▶ Text segment:
By The Associated Press
07.22.09

MADISON, Wis. — Many religious school teachers are not protected by Wisconsin laws aimed at stopping discrimination in the workplace, the state Supreme Court ruled yesterday.

In a 4-3 decision, the court said in Coulee Catholic Schools v. Labor and Industry Review Commission that religious schools have a constitutional right to hire and fire employees to carry out their missions, and that includes many teachers.

Justice Michael Gableman said all employees whose positions are closely linked to the religious mission of their employers cannot make claims like age, gender and racial discrimination under the Wisconsin Fair Employment Act. In the past, courts had generally only exempted religious leaders like ordained clergy and ministers from such laws.

Dissenting Justice Patrick Crooks said the decision "extends a free pass to religious schools to discriminate against their lay employees." He said the ruling also jeopardized the legality of Milwaukee's school-vouchers program, a claim rejected by the majority.

The decision dismisses an age-discrimination complaint filed by a former first-grade Catholic school teacher who claimed she was let go in a 2002 downsizing because she was 53. The woman, Wendy Ostlund, had taught at St. Patrick's Elementary School in Onalaska since 1974.

The school is part of the Roman Catholic Diocese of La Crosse, whose attorney praised the decision as "a very significant reiteration of the long-standing tradition of religious freedom in Wisconsin."

"This case does not represent any type of denigration of the importance of civil rights legislation," said attorney James Birnbaum, who denied age discrimination took place. "What it does is it recognizes the constitutional pre-eminence of religious freedom. It trumps even the fair-employment laws."

But Ostlund's attorney, Dawn Marie Harris, said the ruling was a blow to religious school teachers who already earn less pay and benefits than their public school counterparts. She said the court ignored decades of precedent to essentially legalize discrimination, "which has never been a part of Catholicism."

Yesterday’s majority opinion overturns decisions by an administrative law judge, a trial court and an appeals court, which all ruled Ostlund’s complaint could move forward because her position was largely secular and not ministerial in nature. Those courts had applied a long-standing legal test and concluded her "primary duties" were not to promote religion.

▶ Set exercise 1:
Answer these questions about the article on the Wisconsin court ruling:
(a) What was the vote count in the court's decision?
(b) Since what year had Wendy Ostlund taught at St. Patrick's Elementary School?
(c) Who is Ostlund's attorney?

▶ Raw data:
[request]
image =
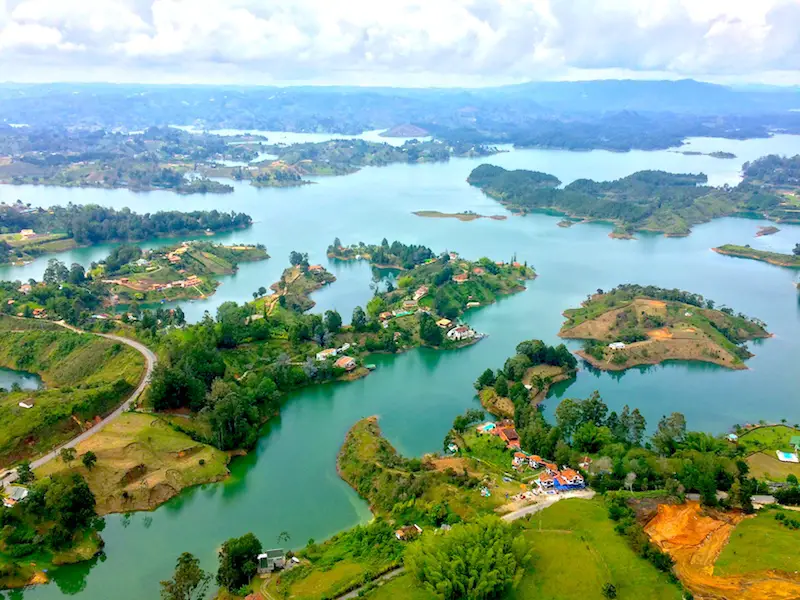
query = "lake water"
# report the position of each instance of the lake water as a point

--

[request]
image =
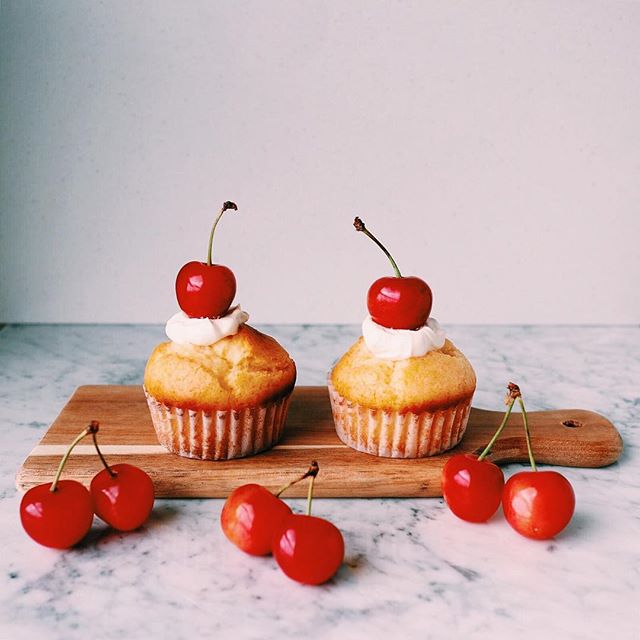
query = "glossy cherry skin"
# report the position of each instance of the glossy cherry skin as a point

▶ Set exercise 2: List every line of the listing that contains the word "position".

▶ Worked solution 1:
(a) 4-3
(b) 1974
(c) Dawn Marie Harris

▶ Worked solution 2:
# report the position of each instance of the lake water as a point
# report the position of each instance of the glossy cherry skin as a point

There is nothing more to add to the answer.